問題描述:
Given preorder and inorder traversal of a tree, construct the binary tree.
Note:
You may assume that duplicates do not exist in the tree.
For example, given
preorder = [3,9,20,15,7]
inorder = [9,3,15,20,7]
Return the following binary tree:
3
/ \
9 20
/ \
15 7
解題思路:
特點:
先序遍歷的第一個節點爲樹根節點
中序遍歷中依據先序遍歷的根節點可以將整棵樹分割爲左子樹和右子樹兩個部分
1、通過先序遍歷找到第一個點作爲根節點,在中序遍歷中找到根節點並記錄rootIndex。
2、記錄左子樹的長度並在先序遍歷中依據這個長度找到左子樹的區間,用同樣方法可以找到右子樹的區間。

----

** 简短任务 1 **
请按顺序列出摘录中 preorder 数组所含的全部数值。
这些记录与上文摘录毫无关联。

----

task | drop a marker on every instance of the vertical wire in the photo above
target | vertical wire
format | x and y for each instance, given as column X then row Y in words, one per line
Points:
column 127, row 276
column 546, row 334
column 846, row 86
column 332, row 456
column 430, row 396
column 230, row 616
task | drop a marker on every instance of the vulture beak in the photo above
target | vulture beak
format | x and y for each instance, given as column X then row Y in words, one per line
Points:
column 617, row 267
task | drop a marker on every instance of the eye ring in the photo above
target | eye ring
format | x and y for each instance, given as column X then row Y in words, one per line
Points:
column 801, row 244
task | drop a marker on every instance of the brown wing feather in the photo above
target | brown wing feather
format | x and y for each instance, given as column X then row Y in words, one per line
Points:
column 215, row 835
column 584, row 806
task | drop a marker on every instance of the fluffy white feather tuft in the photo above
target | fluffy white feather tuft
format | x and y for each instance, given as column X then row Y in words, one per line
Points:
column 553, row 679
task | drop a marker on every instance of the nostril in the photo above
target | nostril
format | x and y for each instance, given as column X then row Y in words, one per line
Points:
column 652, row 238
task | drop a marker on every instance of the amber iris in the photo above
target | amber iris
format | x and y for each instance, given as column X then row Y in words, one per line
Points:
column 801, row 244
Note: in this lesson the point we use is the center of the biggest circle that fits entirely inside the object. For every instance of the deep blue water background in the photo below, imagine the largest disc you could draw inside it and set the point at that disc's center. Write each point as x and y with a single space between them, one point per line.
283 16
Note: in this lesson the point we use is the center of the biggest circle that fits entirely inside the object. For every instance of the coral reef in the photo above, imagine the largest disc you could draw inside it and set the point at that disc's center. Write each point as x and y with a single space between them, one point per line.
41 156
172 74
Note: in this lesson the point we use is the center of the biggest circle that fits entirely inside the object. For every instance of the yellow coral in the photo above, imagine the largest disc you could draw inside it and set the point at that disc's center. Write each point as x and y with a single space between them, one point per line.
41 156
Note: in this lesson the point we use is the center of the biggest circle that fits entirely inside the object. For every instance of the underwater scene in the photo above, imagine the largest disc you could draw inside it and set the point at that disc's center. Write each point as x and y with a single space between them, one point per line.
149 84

----

** 简短任务 2 **
请将记录中从含有“of the underwater”的那一行起、直至记录末尾的各行（首尾两行均包括在内）原样重写一遍。

** 练习答案 1 **
3、9、20、15、7

** 练习答案 2 **
Note: in this lesson the point we use is the center of the biggest circle that fits entirely inside the object. For every instance of the underwater scene in the photo above, imagine the largest disc you could draw inside it and set the point at that disc's center. Write each point as x and y with a single space between them, one point per line.
149 84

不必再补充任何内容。